## Start EXCERPT TO READ

To harness the powerful usability benefits of simplicity and consistency in the innovation process, we must ask, what really needs to be changed?
By using as many pre-existing mental models as possible and keeping things simple, we make it so that users will only have to learn when it comes to the innovating change, not a whole new way to click buttons or log in (unless that’s your innovation).
Designers should keep simplicity and consistency in mind, especially when designing innovative products that will require users to do any amount of learning.
CONCLUSION
Innovation is a nebulous concept, and has been defined differently by every entity, individual or company, that seeks to employ its catalytic power. At the most basic level, innovation is creating new value- but it can also be as dramatic as a groundbreaking invention, changing an entire industry, and causing a shift in the way our society functions. Accessibility, instead of creating obstacles, can actually be a stimulant for this process:
The inventor of one of the first typewriters, Pellegrino Turri, developed the revolutionary machine in the early 1800s to help his low-vision friend continue to write letters to him7
Alexander Graham Bell, the inventor of the telephone, began studying acoustics to help with his mother’s progressive deafness7
Today’s speech technology, such as that of Siri or Alexa, originated in 1978, from Ray Kurzweil’s Reading Machine for the blind6
A 2013 research project using Xbox Kinect creates an avatar proxy to help translate different versions of sign language between non-hearing people- the technology was suggested to have commercial applications in hotels, airports, or other transit locales where language barriers might arise6
These stories show us how people have always been and continue to be inspired by physical and cognitive diversity, and how that inspiration results in changes that help move everyone toward a brighter future.

## End EXCERPT TO READ

SHORT EXERCISE: Please pick up the piece on accessibility as a spur to innovation after its last sentence and write a few more sentences in the same voice.

## Start INFORMATION SHOWN

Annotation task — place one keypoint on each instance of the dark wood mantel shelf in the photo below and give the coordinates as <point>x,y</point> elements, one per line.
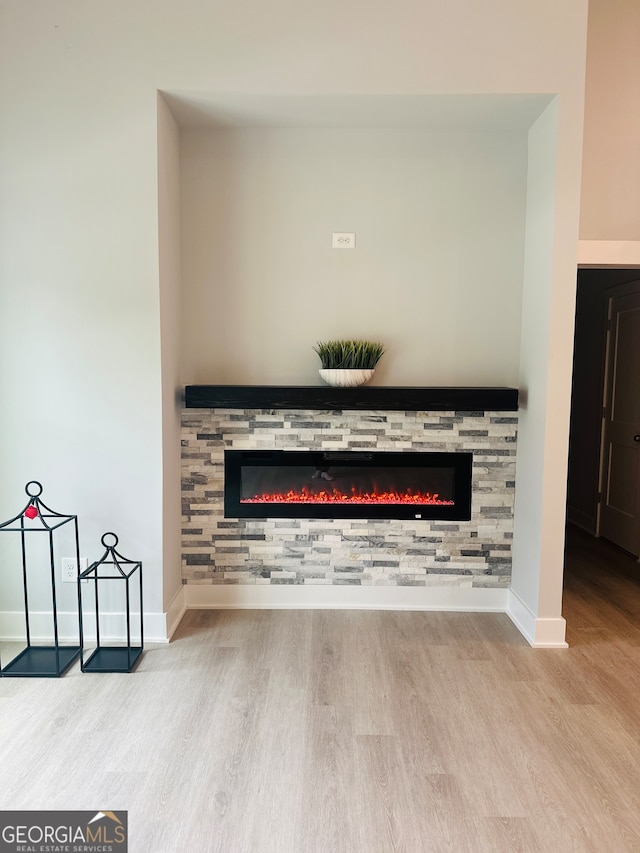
<point>367,397</point>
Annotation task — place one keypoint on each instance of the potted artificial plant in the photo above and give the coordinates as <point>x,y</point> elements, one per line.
<point>348,363</point>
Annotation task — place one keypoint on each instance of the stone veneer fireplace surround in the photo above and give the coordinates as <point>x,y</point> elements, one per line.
<point>473,555</point>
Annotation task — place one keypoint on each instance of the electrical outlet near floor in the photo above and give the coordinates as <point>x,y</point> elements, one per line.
<point>70,568</point>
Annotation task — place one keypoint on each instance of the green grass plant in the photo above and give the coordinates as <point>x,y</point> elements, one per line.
<point>349,355</point>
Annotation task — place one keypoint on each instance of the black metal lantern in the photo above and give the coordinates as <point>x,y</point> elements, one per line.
<point>46,657</point>
<point>119,654</point>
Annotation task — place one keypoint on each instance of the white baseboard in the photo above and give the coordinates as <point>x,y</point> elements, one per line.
<point>322,597</point>
<point>539,633</point>
<point>112,627</point>
<point>160,627</point>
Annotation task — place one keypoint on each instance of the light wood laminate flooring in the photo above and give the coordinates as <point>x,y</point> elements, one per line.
<point>329,731</point>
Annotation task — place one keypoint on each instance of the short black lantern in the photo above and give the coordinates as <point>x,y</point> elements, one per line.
<point>112,570</point>
<point>40,532</point>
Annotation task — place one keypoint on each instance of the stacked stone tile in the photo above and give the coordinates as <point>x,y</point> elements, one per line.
<point>219,550</point>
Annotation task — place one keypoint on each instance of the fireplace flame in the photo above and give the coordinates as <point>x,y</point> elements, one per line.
<point>335,496</point>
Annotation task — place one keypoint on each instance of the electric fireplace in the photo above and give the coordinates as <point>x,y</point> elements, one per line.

## End INFORMATION SHOWN

THE REPLY:
Put simply, innovation is change, and rejection of the status quo in pursuit of a better alternative.
Designers are, by their very nature, innovators- we create products and experiences where there was none before, or take an existing product or experience and try to improve it.
Accessibility is all about making sure that everyone can use that product.
So, using accessible design principles, such as those discussed in this article, when designing innovative products isn’t a matter of jumping through hoops- it’s merely a matter of making your customer base as large and as happy as possible.
Ethical arguments aside, applying accessible design principles to innovative products is just good business.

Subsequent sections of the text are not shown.